TASK TO CARRY OUT:
"In the photo above, where can the red" appears in one line; retype that line and all lines following it through the end of the records, with nothing left out or added.

___ PROVIDED DATA

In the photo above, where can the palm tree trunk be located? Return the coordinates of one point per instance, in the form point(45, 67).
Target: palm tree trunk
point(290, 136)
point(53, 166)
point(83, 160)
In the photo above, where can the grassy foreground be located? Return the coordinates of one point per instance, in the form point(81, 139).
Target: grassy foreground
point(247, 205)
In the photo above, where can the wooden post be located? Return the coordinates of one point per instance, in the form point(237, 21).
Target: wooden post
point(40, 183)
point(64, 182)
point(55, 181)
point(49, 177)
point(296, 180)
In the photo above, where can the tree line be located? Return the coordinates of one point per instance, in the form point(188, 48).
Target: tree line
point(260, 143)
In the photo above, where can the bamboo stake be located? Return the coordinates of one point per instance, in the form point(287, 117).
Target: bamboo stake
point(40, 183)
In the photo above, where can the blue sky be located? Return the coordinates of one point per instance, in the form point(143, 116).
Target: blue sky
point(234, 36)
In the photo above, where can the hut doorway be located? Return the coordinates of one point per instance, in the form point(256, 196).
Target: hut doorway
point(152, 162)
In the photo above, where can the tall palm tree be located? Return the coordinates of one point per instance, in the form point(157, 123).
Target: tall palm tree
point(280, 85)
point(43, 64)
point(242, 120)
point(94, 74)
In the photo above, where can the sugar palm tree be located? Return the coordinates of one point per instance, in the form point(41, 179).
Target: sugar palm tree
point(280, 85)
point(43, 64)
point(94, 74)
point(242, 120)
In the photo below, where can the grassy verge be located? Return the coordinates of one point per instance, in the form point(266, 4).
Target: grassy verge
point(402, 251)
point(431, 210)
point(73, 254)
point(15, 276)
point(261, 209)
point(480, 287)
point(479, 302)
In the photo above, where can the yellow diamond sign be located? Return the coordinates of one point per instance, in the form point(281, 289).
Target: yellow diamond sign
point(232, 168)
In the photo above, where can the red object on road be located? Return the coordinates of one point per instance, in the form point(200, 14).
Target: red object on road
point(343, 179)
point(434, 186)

______

REPLY TO THE TASK:
In the photo above, where can the red object on road be located? Return the coordinates of one point per instance, in the form point(200, 14).
Target: red object on road
point(343, 179)
point(434, 186)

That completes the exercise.